Copy out, word for word, the lines of the records below, starting with the line that contains "Target: road marking" and continuing through the final line of the records.

==*==

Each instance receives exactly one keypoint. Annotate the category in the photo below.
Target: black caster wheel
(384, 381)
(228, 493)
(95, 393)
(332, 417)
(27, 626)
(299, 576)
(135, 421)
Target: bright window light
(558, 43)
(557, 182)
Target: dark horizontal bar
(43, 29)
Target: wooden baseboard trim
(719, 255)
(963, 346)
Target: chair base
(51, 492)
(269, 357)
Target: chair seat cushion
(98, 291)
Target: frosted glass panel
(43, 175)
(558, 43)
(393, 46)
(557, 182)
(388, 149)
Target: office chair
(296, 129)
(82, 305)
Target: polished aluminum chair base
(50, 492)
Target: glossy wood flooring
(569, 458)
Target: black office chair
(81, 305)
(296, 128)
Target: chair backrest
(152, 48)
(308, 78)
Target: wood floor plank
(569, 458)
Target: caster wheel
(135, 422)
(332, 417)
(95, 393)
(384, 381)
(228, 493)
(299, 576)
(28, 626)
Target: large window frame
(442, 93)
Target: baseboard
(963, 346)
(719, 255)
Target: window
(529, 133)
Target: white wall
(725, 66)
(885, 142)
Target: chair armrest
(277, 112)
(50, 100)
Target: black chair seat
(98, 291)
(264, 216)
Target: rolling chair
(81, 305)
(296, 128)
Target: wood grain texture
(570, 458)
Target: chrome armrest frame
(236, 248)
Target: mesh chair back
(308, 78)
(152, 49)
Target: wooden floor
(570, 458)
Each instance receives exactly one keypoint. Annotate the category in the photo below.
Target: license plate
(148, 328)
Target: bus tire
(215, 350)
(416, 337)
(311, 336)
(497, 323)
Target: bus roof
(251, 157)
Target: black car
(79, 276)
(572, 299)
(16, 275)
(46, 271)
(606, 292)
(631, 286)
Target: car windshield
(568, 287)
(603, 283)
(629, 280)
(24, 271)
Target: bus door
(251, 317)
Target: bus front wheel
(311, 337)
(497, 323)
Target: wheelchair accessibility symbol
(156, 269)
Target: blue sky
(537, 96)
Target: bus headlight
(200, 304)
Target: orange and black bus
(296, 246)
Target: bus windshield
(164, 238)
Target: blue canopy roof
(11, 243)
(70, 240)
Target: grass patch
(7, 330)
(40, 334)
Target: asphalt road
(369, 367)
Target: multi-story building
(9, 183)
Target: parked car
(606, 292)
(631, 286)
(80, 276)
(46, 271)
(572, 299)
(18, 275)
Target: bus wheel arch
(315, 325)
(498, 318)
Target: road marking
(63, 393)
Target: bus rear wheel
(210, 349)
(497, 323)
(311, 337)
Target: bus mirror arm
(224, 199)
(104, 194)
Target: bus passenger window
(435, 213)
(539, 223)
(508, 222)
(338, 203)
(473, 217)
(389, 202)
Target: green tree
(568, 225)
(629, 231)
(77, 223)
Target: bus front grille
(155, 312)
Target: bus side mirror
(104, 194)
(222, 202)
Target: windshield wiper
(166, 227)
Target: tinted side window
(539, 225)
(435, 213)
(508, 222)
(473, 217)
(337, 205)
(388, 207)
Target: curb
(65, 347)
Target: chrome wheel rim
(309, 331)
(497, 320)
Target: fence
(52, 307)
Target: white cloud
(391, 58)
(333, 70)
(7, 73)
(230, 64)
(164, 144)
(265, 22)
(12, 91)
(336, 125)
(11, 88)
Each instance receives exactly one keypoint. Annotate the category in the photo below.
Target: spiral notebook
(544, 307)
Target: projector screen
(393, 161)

==*==

» EXERCISE ANSWER:
Target: road marking
(63, 393)
Target: bus rear wheel
(210, 349)
(497, 323)
(311, 337)
Target: bus mirror arm
(224, 199)
(104, 194)
Target: bus passenger window
(435, 213)
(539, 223)
(508, 222)
(338, 203)
(473, 217)
(389, 202)
Target: green tree
(568, 225)
(629, 231)
(77, 223)
Target: bus front grille
(155, 312)
Target: bus side mirror
(104, 194)
(222, 202)
Target: windshield wiper
(166, 227)
Target: tinted side window
(539, 225)
(435, 213)
(508, 222)
(473, 217)
(337, 205)
(388, 207)
Target: curb
(65, 347)
Target: chrome wheel rim
(309, 331)
(497, 320)
Target: fence
(52, 307)
Target: white cloud
(391, 58)
(333, 70)
(7, 73)
(230, 64)
(164, 144)
(265, 22)
(12, 91)
(336, 125)
(11, 88)
Each instance receives exactly one keypoint. Annotate the category in the photo below.
Target: spiral notebook
(544, 307)
Target: projector screen
(393, 161)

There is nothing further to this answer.